Goal of the exercise:
Copy the lines below word for word, leaving out the pictures.

Records to process:

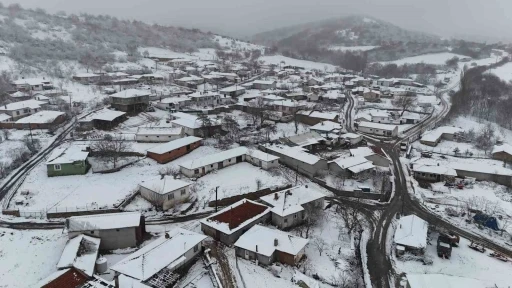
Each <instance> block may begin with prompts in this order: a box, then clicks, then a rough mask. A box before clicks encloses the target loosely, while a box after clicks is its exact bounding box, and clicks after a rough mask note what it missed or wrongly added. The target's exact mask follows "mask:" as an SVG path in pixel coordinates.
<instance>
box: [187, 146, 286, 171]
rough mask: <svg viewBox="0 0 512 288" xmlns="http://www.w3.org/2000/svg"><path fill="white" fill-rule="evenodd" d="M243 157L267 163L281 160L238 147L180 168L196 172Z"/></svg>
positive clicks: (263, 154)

Result for this task:
Each <instance> block may begin with prompts in this order: a box, then clicks, then a rough mask. A box before clicks encloses the target loosely, while a box after clicks is its exact bounding box, and clicks after a rough mask note what it missed or wrongly added. The target's exact mask follows "mask:" as an SVG path in pixel coordinates.
<instance>
box: [187, 146, 286, 171]
rough mask: <svg viewBox="0 0 512 288" xmlns="http://www.w3.org/2000/svg"><path fill="white" fill-rule="evenodd" d="M243 157L267 163L281 160L238 147L180 168L196 172Z"/></svg>
positive clicks: (263, 154)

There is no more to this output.